### SUPPLIED MATERIAL
** Begin **
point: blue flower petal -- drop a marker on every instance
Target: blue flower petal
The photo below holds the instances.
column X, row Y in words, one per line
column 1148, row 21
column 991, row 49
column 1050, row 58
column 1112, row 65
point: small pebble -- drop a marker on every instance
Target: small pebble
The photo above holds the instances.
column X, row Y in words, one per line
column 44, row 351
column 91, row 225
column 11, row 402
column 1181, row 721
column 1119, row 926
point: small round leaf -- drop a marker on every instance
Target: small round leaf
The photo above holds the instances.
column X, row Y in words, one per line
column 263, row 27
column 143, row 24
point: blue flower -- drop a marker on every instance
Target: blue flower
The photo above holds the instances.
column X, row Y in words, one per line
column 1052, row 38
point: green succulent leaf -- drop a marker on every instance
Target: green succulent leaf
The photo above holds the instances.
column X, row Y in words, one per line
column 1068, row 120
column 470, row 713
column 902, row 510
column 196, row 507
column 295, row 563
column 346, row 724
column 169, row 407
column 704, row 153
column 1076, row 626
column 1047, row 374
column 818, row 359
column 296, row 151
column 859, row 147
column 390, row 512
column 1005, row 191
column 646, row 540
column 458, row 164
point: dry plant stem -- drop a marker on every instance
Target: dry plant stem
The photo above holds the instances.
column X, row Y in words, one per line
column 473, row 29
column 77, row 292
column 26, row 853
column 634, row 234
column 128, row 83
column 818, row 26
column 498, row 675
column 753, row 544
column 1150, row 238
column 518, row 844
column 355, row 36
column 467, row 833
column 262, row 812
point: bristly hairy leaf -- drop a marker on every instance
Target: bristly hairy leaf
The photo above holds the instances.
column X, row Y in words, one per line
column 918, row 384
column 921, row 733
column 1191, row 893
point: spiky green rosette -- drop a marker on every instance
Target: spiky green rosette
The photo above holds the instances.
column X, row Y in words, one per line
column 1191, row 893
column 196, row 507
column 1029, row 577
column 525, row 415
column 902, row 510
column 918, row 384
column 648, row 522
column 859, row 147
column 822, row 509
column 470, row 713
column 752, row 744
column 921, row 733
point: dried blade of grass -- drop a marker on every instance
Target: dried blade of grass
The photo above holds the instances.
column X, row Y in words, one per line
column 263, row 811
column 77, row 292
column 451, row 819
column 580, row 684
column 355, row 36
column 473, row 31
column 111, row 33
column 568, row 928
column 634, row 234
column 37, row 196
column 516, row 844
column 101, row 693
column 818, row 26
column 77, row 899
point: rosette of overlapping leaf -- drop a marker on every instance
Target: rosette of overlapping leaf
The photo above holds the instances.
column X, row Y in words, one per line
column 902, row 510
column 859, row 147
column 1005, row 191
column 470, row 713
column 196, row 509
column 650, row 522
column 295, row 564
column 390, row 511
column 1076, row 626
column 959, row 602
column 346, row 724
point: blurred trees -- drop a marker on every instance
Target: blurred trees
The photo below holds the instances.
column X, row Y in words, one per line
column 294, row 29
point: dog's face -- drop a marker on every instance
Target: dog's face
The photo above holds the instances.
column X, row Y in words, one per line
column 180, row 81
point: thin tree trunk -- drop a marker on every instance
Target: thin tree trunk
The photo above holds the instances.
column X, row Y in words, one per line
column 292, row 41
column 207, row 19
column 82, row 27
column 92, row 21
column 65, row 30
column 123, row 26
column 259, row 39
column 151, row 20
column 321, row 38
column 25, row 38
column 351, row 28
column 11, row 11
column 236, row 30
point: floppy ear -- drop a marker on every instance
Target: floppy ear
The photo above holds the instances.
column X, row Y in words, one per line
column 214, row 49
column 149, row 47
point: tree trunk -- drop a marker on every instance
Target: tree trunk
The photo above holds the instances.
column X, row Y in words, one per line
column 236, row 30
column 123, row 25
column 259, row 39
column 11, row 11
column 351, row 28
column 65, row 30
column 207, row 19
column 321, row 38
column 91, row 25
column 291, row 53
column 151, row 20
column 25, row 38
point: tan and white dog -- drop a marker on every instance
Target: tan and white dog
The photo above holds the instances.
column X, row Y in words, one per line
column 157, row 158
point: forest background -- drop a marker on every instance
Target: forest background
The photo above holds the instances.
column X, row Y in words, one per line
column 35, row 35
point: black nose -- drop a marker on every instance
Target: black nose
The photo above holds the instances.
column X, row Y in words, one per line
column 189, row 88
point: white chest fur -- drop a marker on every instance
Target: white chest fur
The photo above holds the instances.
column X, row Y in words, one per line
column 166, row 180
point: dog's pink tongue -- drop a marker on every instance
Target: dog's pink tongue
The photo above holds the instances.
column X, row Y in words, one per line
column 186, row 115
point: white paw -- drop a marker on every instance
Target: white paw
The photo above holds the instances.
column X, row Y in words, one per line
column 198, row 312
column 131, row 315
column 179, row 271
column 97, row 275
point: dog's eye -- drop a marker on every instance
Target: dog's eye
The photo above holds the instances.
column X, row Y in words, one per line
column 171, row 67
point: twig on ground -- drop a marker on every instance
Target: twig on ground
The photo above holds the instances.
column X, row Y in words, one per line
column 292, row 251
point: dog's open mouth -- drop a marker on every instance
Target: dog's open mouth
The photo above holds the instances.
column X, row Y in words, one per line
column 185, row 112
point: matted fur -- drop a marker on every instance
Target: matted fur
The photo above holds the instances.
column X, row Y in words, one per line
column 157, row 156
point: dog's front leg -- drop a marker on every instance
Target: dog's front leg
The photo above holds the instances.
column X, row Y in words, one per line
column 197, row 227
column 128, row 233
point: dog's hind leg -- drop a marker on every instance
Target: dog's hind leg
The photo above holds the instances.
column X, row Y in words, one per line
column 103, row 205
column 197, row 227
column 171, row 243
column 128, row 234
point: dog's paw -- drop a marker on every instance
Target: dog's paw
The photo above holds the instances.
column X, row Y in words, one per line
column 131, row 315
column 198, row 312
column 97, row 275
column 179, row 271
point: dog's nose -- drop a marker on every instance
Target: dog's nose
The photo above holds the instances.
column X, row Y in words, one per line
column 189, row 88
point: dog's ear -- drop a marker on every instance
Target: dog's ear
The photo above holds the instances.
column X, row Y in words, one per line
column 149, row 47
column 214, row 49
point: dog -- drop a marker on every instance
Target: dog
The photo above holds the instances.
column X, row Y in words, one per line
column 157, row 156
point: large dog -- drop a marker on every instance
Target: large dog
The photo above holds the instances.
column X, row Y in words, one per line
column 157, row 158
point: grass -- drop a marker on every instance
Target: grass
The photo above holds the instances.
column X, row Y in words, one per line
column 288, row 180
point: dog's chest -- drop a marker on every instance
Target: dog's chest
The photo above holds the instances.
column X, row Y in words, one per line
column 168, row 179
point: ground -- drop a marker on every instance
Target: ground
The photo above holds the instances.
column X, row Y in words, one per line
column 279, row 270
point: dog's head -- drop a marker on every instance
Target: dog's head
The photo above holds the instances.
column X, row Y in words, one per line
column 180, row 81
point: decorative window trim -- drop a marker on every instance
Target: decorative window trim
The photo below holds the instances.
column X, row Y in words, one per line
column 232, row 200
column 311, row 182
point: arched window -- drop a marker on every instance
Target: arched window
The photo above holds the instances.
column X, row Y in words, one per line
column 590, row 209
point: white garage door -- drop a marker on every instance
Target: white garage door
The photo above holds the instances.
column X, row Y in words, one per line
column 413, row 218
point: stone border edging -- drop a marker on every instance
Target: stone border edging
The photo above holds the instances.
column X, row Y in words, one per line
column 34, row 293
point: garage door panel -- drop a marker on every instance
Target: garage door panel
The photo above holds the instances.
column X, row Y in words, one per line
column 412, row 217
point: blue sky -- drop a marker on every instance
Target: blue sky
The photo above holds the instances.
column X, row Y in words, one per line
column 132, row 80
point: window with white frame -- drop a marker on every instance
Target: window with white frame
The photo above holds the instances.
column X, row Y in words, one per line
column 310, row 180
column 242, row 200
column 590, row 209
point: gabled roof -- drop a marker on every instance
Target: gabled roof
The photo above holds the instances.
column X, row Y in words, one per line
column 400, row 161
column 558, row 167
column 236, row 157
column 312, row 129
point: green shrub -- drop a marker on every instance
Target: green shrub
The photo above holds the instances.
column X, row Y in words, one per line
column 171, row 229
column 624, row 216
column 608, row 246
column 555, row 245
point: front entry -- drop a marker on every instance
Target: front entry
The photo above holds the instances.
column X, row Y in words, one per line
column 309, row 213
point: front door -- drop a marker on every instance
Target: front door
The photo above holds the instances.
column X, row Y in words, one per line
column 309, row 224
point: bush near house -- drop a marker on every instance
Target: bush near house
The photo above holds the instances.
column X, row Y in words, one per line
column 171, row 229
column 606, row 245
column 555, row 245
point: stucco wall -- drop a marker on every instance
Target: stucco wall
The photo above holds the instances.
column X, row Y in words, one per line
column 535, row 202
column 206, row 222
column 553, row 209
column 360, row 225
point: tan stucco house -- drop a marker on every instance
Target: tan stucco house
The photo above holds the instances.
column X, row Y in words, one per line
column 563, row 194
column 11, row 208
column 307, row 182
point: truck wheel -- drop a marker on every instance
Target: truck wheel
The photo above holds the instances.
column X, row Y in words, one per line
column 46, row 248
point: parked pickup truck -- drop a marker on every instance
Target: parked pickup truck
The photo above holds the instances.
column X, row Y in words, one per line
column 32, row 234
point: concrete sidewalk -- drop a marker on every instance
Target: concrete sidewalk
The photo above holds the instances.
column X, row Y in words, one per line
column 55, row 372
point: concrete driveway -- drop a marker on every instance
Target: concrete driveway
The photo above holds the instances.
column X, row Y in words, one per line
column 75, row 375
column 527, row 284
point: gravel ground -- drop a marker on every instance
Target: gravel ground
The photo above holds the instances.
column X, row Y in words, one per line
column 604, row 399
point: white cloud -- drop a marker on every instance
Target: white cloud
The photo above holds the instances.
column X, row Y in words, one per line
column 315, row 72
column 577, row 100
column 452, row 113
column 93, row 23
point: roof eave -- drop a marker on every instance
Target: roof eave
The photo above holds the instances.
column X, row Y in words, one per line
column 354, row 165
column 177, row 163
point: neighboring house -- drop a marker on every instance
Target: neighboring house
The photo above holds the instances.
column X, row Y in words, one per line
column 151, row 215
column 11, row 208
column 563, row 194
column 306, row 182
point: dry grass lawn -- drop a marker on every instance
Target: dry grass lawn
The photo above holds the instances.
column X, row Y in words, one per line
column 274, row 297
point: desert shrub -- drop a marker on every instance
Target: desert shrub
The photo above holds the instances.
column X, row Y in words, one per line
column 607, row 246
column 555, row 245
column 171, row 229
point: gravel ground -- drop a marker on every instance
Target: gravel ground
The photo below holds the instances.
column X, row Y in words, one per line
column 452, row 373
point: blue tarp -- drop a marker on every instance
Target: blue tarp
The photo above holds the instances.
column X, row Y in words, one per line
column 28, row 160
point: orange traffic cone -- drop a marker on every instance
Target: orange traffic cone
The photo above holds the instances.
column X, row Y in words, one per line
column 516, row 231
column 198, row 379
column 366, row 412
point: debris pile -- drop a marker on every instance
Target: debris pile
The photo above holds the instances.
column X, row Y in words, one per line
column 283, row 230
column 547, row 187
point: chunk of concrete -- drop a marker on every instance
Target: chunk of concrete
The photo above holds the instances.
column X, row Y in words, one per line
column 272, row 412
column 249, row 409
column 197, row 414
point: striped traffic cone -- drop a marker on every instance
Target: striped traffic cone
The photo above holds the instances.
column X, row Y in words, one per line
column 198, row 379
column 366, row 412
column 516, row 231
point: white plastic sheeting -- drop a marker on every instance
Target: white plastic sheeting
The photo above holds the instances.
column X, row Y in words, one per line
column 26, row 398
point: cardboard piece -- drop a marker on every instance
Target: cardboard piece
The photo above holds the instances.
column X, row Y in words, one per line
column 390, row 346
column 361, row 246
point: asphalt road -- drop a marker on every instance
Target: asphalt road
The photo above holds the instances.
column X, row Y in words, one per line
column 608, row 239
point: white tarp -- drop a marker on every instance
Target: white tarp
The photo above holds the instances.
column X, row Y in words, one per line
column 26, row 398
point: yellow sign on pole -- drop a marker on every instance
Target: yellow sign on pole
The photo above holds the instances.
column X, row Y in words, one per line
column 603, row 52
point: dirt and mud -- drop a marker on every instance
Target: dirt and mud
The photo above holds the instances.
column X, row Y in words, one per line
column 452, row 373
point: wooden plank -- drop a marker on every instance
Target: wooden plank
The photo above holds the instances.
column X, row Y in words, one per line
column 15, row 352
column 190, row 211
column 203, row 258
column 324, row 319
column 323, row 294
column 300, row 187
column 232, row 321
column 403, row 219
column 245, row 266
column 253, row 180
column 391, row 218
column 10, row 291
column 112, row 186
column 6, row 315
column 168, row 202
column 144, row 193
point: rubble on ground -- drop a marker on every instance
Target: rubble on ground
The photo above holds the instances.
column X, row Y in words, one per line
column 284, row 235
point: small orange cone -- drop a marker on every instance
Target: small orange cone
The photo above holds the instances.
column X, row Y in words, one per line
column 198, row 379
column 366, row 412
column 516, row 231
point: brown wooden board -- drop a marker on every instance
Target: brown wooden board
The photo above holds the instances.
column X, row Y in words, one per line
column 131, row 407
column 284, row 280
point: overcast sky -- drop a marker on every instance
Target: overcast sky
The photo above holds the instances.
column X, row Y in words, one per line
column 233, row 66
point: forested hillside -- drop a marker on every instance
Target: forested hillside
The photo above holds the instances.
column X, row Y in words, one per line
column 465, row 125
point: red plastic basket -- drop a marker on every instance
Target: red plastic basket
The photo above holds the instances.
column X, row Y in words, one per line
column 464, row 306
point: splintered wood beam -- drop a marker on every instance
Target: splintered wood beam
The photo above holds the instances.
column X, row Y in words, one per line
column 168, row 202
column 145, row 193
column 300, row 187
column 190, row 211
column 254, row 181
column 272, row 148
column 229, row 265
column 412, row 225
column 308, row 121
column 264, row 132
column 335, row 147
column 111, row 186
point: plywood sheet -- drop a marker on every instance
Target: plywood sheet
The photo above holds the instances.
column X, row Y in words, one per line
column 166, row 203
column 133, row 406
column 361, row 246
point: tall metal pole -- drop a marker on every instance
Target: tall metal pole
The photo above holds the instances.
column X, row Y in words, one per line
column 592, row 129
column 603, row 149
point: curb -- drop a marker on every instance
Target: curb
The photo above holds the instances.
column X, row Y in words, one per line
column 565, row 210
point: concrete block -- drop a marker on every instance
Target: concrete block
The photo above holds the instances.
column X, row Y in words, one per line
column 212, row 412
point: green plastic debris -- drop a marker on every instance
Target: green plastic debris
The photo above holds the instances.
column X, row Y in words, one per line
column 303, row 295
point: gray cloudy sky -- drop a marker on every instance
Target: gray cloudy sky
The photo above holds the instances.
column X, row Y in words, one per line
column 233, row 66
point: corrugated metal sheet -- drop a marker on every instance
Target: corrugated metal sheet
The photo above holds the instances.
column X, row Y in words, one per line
** End **
### TASK STATEMENT
Can you give back only the lines from the one containing "point: cardboard piece" down to the one containing "column 284, row 235", swapping "wooden plank" for "timber board" and leaving everything else as it is?

### ANSWER TO THIS TASK
point: cardboard piece -- drop a marker on every instance
Target: cardboard piece
The photo above holds the instances.
column X, row Y in words, one per line
column 390, row 346
column 361, row 246
point: asphalt road -- drop a marker on every instance
Target: asphalt road
The photo above holds the instances.
column X, row Y in words, one per line
column 608, row 239
point: white tarp -- drop a marker on every instance
Target: white tarp
The photo above holds the instances.
column X, row Y in words, one per line
column 26, row 398
point: yellow sign on pole -- drop a marker on every instance
Target: yellow sign on pole
The photo above holds the instances.
column X, row Y in words, one per line
column 603, row 52
point: dirt and mud -- drop a marker on every instance
Target: dirt and mud
The photo above holds the instances.
column X, row Y in words, one per line
column 452, row 373
point: timber board -- drop a marker on every instance
Target: timber board
The photo above holds the instances.
column X, row Y in words, one per line
column 15, row 352
column 190, row 211
column 203, row 258
column 324, row 319
column 323, row 294
column 300, row 187
column 232, row 321
column 403, row 219
column 245, row 266
column 253, row 180
column 391, row 218
column 10, row 291
column 112, row 186
column 6, row 315
column 168, row 202
column 144, row 193
point: rubble on ground -- drop a marker on every instance
Target: rubble on ground
The photo above holds the instances.
column X, row Y in words, one per line
column 284, row 235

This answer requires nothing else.